The German Revolution of 1918 – 19

Barricades and soldiers in Berlin, Germany around 1919.
A street German Revolution in Berlin, circa 1918-1919.

Heritage Images/Getty Images

In 1918 – 19 Imperial Germany experienced a socialist-heavy revolution that, despite some surprising events and even a small socialist republic, would bring a democratic government. The Kaiser was rejected and a new parliament based at Weimar took over. However, Weimar ultimately failed and the question of whether the seeds of that failure began in the revolution if 1918-19 has never been decisively answered.

Germany Fractures in World War One

Like the other countries of Europe, much of Germany went into World War One believing it would be a short war and a decisive victory for them. But when the western front ground to a stalemate and the eastern front proved no more promising, Germany realized it had entered into a prolonged process it was poorly prepared for. The country began to take the necessary measures to support the war, including mobilizing an enlarged workforce, dedicating more manufacturing to arms and other military supplies, and taking strategic decisions they hoped would give them an advantage.

The war went on through the years, and Germany found itself increasingly stretched, so much so it began to fracture. Militarily, the army stayed an effective fighting force until 1918, and widespread disillusion and failures stemming from morale only crept in towards the end, although there were some earlier revolts. But before this, the steps taken in Germany to do everything for the military saw the ‘home front’ experience problems, and there was a marked change in morale from early 1917 onward, with strikes at one point numbering a million workers. Civilians were experiencing food shortages, exacerbated by the failure of the potato crop over the 1916-17 winter. There were also fuel shortages, and deaths from hunger and cold more than doubled over the same winter; flu was widespread and lethal. Infant mortality was also growing considerably, and when this was coupled with the families of the two million dead soldiers and the many millions wounded, you had a populace that was suffering. In addition, while working days grew longer, inflation was making goods ever more expensive, and ever more unaffordable. The economy was on the verge of collapsing.

The discontent among German civilians was not limited to either the working or middle classes, as both felt an increasing hostility to the government. Industrialists were also a popular target, with people convinced they were making millions from the war effort while everyone else suffered. As the war went deep into 1918, and the German offensives failed, the German nation seemed to be on the verge of splitting, even with the enemy still not on German soil. There was pressure from the government, from campaign groups and others to reform a government system that seemed to be failing.

Ludendorff sets the Time Bomb

Imperial Germany was supposed to be run by the Kaiser, Wilhelm II, aided by a Chancellor. However, over the final years of the war, two military commanders had taken control of Germany: Hindenburg and Ludendorff. By mid-1918 Ludendorff, the man with the practical control suffered both a mental breakdown and a long-feared realization: Germany was going to lose the war. He also knew that if the allies invaded Germany it would have a peace forced on it, and so he took actions which he hoped would bring a gentler peace deal under Woodrow Wilson’s Fourteen Points: he asked for the German Imperial autocracy to be transformed into a constitutional monarchy, keeping the Kaiser but bringing in a new level of effective government.
☆ ☆ ☆ ☆ ☆
Reproduce word for word the stretch of the passage on the German Revolution from "In 1918 – 19" through "been decisively answered.".

(Detection annotation records)
☆ ☆ ☆ ☆ ☆
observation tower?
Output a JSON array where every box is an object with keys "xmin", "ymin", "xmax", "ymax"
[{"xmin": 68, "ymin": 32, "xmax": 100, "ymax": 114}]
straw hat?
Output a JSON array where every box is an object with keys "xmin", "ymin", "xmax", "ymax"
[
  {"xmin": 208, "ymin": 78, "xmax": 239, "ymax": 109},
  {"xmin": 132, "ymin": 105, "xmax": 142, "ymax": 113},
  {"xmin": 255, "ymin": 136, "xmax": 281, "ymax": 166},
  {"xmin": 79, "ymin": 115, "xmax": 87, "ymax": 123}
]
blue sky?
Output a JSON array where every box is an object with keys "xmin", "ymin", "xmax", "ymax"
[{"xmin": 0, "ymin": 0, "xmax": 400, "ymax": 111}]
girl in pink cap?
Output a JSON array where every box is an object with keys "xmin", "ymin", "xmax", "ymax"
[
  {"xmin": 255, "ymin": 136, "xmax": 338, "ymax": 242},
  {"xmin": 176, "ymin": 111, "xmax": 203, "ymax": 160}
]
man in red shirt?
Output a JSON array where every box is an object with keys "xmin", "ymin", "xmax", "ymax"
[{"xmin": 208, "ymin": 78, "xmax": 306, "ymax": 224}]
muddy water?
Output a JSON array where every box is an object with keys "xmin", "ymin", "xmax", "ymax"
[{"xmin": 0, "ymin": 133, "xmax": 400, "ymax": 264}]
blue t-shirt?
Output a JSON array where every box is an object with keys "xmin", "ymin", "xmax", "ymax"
☆ ☆ ☆ ☆ ☆
COMPLETE OUTPUT
In 1918 – 19 Imperial Germany experienced a socialist-heavy revolution that, despite some surprising events and even a small socialist republic, would bring a democratic government. The Kaiser was rejected and a new parliament based at Weimar took over. However, Weimar ultimately failed and the question of whether the seeds of that failure began in the revolution if 1918-19 has never been decisively answered.